**Your goal**: Copy the entries below exactly. Images do not belong in the copy.

--- begin Material shown ---

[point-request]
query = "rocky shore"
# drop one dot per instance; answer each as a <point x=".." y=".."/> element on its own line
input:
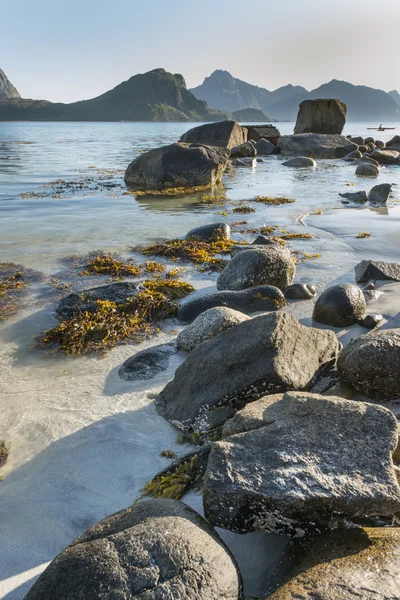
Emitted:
<point x="293" y="427"/>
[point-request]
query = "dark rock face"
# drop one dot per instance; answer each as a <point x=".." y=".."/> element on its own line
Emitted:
<point x="210" y="233"/>
<point x="267" y="265"/>
<point x="152" y="550"/>
<point x="300" y="291"/>
<point x="259" y="298"/>
<point x="7" y="90"/>
<point x="74" y="304"/>
<point x="315" y="145"/>
<point x="266" y="354"/>
<point x="148" y="363"/>
<point x="288" y="463"/>
<point x="177" y="165"/>
<point x="340" y="305"/>
<point x="380" y="193"/>
<point x="371" y="363"/>
<point x="381" y="271"/>
<point x="335" y="566"/>
<point x="225" y="134"/>
<point x="321" y="116"/>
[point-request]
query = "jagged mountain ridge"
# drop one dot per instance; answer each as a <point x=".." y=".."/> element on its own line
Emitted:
<point x="153" y="96"/>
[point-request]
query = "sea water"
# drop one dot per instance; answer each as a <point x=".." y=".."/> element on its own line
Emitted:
<point x="83" y="441"/>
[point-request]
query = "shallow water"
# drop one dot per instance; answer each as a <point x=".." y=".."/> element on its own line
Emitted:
<point x="82" y="441"/>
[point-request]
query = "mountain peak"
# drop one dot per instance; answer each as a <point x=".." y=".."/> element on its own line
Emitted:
<point x="7" y="90"/>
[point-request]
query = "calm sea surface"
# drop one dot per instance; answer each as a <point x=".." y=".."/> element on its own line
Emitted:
<point x="83" y="441"/>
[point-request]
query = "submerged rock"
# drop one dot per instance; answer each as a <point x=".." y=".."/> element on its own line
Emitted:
<point x="377" y="270"/>
<point x="340" y="305"/>
<point x="371" y="362"/>
<point x="74" y="304"/>
<point x="152" y="550"/>
<point x="210" y="233"/>
<point x="226" y="134"/>
<point x="343" y="564"/>
<point x="316" y="145"/>
<point x="300" y="291"/>
<point x="321" y="116"/>
<point x="263" y="266"/>
<point x="294" y="462"/>
<point x="259" y="298"/>
<point x="148" y="363"/>
<point x="300" y="162"/>
<point x="207" y="325"/>
<point x="177" y="165"/>
<point x="266" y="354"/>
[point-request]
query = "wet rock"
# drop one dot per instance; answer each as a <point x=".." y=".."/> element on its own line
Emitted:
<point x="210" y="233"/>
<point x="371" y="321"/>
<point x="226" y="134"/>
<point x="377" y="270"/>
<point x="247" y="149"/>
<point x="177" y="165"/>
<point x="359" y="197"/>
<point x="292" y="463"/>
<point x="371" y="362"/>
<point x="300" y="291"/>
<point x="380" y="193"/>
<point x="148" y="363"/>
<point x="264" y="147"/>
<point x="74" y="304"/>
<point x="367" y="171"/>
<point x="300" y="162"/>
<point x="207" y="325"/>
<point x="259" y="298"/>
<point x="152" y="550"/>
<point x="343" y="564"/>
<point x="264" y="266"/>
<point x="266" y="354"/>
<point x="340" y="305"/>
<point x="3" y="453"/>
<point x="316" y="145"/>
<point x="321" y="116"/>
<point x="385" y="156"/>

--- end Material shown ---

**Exercise solution**:
[point-request]
query = "rocky shore"
# drop one dot per instance; answer each as a <point x=".." y=".."/> element on its own line
input:
Emitted:
<point x="293" y="427"/>
[point-request]
query = "dark rock face"
# drop one dot per instance; answer each as a <point x=".." y=".."/> element on its own line
Emitted:
<point x="210" y="233"/>
<point x="267" y="265"/>
<point x="152" y="550"/>
<point x="300" y="291"/>
<point x="259" y="298"/>
<point x="7" y="90"/>
<point x="74" y="304"/>
<point x="315" y="145"/>
<point x="266" y="354"/>
<point x="148" y="363"/>
<point x="288" y="463"/>
<point x="177" y="165"/>
<point x="340" y="305"/>
<point x="380" y="193"/>
<point x="371" y="363"/>
<point x="381" y="271"/>
<point x="335" y="566"/>
<point x="225" y="134"/>
<point x="321" y="116"/>
[point-request]
query = "jagged mountain ridge"
# drop one dot per instance; answer each as a <point x=".." y=".."/> element on its own line
Emitted:
<point x="153" y="96"/>
[point-request]
query = "sea water"
# drop one dot per instance; answer each as a <point x=".." y=".."/> element on its own line
Emitted:
<point x="83" y="441"/>
[point-request]
query = "shallow water"
# drop one dot per instance; answer each as a <point x=".." y=".."/> element on its own line
Emitted:
<point x="82" y="441"/>
[point-request]
query = "mountain peak"
# drop one dot per instance; answer each as a <point x=".." y=".."/> element on its own line
Emitted:
<point x="7" y="90"/>
[point-request]
query = "calm sea surface"
# drop one dot per instance; answer each as a <point x=".." y=".."/> element on its own line
Emitted:
<point x="83" y="441"/>
[point-request]
query = "submerged rock"
# drop one dot per instance; answer each as a <point x=".." y=".."/> element on its own line
Emitted:
<point x="377" y="270"/>
<point x="340" y="305"/>
<point x="371" y="362"/>
<point x="74" y="304"/>
<point x="152" y="550"/>
<point x="210" y="233"/>
<point x="226" y="134"/>
<point x="343" y="564"/>
<point x="316" y="145"/>
<point x="300" y="291"/>
<point x="321" y="116"/>
<point x="263" y="266"/>
<point x="294" y="462"/>
<point x="259" y="298"/>
<point x="148" y="363"/>
<point x="300" y="162"/>
<point x="207" y="325"/>
<point x="177" y="165"/>
<point x="266" y="354"/>
[point-request]
query = "wet rock"
# drop one dot per instance; answer each as a <point x=".." y=".."/> element on its own line
Emitted:
<point x="210" y="233"/>
<point x="371" y="321"/>
<point x="226" y="134"/>
<point x="377" y="270"/>
<point x="247" y="149"/>
<point x="177" y="165"/>
<point x="359" y="197"/>
<point x="292" y="463"/>
<point x="371" y="362"/>
<point x="300" y="291"/>
<point x="380" y="193"/>
<point x="148" y="363"/>
<point x="264" y="147"/>
<point x="74" y="304"/>
<point x="367" y="171"/>
<point x="300" y="162"/>
<point x="207" y="325"/>
<point x="259" y="298"/>
<point x="152" y="550"/>
<point x="343" y="564"/>
<point x="264" y="266"/>
<point x="266" y="354"/>
<point x="340" y="305"/>
<point x="3" y="453"/>
<point x="316" y="145"/>
<point x="321" y="116"/>
<point x="385" y="156"/>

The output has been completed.